» What you will do:
1. Please translate this sentence from the security findings into Spanish: "The setup process executes an arbitrary user-supplied evaluation command during initialization."
2. According to the security findings, which operations does the generated workflow for column modifications perform directly?

» Document text:
— Begin —
Intent-Code Divergence

Medium
Confidence
92% confidence
Finding
The skill gives broad instructions to read config, strategy, results, and git history, then later states the agent must never read or modify files outside the target file and program.md. This contradiction weakens safety boundaries because an autonomous agent may follow the earlier broader instructions and access more repository data than the constraint appears to permit, leading to unintended data exposure or policy bypass.

Context-Inappropriate Capability

Medium
Confidence
97% confidence
Finding
The setup process executes an arbitrary user-supplied evaluation command during initialization. Because this occurs automatically as part of setup, a malicious or mistaken command can run code, alter files, access secrets available to the user, or perform network actions before the experiment even starts.

Intent-Code Divergence

Medium
Confidence
97% confidence
Finding
The file-level documentation promises rollback scripts for all changes, but the implementation does not provide a real rollback for dropped tables. This mismatch is security-relevant because operators may trust the generated plan during production schema changes and discover too late that destructive steps are not recoverable, increasing risk of irreversible data loss during incidents or failed deployments.

Intent-Code Divergence

High
Confidence
98% confidence
Finding
The zero-downtime claim is contradicted by the generated workflow for column modifications, which performs UPDATE of the full table, DROP COLUMN, and RENAME COLUMN operations directly. In real deployments these actions can lock large tables, break running application versions, and cause outages while the tool labels the strategy as zero-downtime, creating dangerous operator overconfidence.
— End —
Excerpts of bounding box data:
— Begin —
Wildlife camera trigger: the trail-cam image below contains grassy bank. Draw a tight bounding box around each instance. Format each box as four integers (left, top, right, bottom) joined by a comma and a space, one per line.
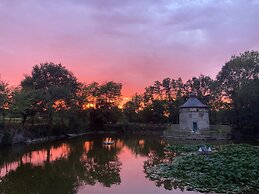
145, 145, 259, 193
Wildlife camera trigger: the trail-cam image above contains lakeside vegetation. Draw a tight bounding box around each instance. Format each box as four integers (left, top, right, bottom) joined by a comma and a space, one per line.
0, 51, 259, 144
144, 144, 259, 193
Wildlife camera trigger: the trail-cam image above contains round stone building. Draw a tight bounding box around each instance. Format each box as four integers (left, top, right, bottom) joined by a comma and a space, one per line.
179, 94, 209, 132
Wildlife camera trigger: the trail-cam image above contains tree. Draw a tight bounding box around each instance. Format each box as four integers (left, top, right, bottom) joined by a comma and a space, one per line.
95, 81, 122, 109
90, 81, 122, 128
217, 51, 259, 100
237, 79, 259, 134
123, 93, 144, 122
0, 81, 9, 122
10, 88, 37, 125
217, 51, 259, 128
21, 63, 79, 126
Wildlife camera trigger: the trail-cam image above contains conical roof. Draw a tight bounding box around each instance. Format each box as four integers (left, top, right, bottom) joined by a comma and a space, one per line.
180, 95, 208, 108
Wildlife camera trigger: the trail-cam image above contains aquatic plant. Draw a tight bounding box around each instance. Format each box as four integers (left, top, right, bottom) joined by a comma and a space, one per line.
144, 144, 259, 193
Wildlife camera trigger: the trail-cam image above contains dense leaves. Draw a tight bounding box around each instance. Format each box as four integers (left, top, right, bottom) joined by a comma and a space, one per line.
145, 145, 259, 193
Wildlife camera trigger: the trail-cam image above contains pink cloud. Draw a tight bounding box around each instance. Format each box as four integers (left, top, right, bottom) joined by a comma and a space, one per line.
0, 0, 259, 95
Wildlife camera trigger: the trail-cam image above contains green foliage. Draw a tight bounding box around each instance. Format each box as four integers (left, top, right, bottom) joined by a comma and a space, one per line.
21, 63, 79, 125
146, 145, 259, 193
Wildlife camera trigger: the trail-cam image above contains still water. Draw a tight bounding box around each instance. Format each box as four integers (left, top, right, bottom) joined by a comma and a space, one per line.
0, 136, 201, 194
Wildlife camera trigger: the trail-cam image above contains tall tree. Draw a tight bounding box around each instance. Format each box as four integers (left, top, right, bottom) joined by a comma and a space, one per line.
0, 81, 9, 121
217, 51, 259, 128
21, 63, 79, 125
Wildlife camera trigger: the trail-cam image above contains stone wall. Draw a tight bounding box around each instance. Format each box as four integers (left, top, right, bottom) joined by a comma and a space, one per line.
179, 108, 209, 131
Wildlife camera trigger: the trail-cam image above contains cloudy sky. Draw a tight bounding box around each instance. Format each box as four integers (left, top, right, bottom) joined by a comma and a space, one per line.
0, 0, 259, 96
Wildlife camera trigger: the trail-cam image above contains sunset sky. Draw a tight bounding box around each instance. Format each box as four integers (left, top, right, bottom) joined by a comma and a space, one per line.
0, 0, 259, 96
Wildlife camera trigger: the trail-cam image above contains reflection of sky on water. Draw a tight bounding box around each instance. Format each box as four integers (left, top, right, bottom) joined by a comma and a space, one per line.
0, 143, 70, 178
0, 138, 201, 194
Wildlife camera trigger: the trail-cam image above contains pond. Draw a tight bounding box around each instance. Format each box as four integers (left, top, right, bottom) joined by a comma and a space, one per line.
0, 135, 201, 194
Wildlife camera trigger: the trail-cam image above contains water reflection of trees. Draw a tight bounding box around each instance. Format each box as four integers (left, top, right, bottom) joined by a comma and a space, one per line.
0, 138, 122, 194
124, 137, 166, 157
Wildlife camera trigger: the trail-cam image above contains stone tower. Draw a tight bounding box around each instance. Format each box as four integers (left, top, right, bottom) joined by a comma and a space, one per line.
179, 94, 209, 132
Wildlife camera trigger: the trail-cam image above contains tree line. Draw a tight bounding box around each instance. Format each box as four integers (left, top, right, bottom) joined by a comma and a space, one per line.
0, 51, 259, 136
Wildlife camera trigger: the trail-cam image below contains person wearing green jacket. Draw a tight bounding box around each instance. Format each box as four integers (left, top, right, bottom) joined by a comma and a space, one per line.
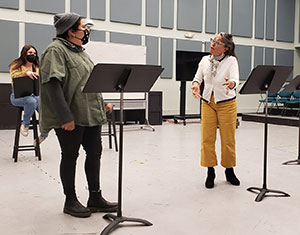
— End —
» Task solutions:
1. El proceso de configuración ejecuta un comando de evaluación arbitrario proporcionado por el usuario durante la inicialización.

2. UPDATE of the full table, DROP COLUMN, and RENAME COLUMN.